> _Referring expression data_
§
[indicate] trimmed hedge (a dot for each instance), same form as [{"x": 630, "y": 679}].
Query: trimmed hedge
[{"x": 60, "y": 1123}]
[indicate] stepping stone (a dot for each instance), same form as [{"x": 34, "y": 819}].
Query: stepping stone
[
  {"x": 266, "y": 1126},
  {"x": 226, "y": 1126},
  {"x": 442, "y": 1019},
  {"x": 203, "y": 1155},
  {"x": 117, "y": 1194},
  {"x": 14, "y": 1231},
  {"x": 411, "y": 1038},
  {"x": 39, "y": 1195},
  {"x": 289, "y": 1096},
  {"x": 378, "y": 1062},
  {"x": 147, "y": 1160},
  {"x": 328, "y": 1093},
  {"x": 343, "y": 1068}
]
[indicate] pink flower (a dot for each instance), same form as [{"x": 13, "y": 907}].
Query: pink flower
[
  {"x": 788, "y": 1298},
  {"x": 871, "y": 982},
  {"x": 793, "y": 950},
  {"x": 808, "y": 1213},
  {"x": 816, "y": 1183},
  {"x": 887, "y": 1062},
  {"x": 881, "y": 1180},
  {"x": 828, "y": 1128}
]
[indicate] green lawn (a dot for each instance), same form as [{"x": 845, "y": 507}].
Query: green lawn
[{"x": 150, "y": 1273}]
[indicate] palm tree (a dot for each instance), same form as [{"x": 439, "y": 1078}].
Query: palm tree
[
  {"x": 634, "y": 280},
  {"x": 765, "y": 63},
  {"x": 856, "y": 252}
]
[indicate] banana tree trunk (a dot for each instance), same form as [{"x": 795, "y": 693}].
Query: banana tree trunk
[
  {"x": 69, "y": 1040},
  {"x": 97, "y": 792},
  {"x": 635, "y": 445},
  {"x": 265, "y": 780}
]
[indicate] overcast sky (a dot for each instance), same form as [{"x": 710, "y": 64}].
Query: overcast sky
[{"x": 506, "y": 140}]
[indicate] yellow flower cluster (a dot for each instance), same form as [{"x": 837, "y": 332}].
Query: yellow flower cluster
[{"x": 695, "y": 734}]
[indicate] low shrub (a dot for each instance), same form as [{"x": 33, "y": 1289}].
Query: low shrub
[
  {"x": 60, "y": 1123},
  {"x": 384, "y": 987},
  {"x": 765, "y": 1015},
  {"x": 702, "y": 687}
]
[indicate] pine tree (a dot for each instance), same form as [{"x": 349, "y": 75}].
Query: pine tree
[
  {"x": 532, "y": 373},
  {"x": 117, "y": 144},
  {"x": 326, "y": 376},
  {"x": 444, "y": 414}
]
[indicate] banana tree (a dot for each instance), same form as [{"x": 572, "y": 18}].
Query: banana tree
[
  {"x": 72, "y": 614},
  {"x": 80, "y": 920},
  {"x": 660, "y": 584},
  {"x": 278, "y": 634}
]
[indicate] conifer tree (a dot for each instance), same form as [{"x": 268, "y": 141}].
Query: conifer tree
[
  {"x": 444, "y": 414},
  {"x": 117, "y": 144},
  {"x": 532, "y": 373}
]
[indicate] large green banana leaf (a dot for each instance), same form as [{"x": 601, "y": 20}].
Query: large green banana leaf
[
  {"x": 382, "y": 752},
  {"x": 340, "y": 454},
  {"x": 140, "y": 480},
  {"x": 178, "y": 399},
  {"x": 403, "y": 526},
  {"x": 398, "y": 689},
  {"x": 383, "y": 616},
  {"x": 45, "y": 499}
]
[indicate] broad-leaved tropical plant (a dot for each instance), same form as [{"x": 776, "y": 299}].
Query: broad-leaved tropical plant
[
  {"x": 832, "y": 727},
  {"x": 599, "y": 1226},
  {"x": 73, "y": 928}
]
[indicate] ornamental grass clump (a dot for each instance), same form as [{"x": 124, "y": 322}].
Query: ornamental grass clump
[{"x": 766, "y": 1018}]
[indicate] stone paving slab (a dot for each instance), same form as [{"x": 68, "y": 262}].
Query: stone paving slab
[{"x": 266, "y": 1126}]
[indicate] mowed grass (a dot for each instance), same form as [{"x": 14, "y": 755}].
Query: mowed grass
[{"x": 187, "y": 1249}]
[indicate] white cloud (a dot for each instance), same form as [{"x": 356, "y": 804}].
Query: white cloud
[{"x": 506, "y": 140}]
§
> _YOUR GOAL_
For the entries above, transcribe precisely the lines from the one with "[indicate] stone paving" through the end, including both.

> _ANSWER BOX_
[indicate] stone paving slab (a dot for each instance), same form as [{"x": 68, "y": 262}].
Query: stone paving slab
[{"x": 266, "y": 1126}]
[indicate] mowed grass (a dot for each instance), same form as [{"x": 14, "y": 755}].
Query: mowed grass
[{"x": 187, "y": 1249}]
[indicate] white cloud (a dot for each instance), same form as [{"x": 356, "y": 804}].
Query: white cloud
[{"x": 506, "y": 140}]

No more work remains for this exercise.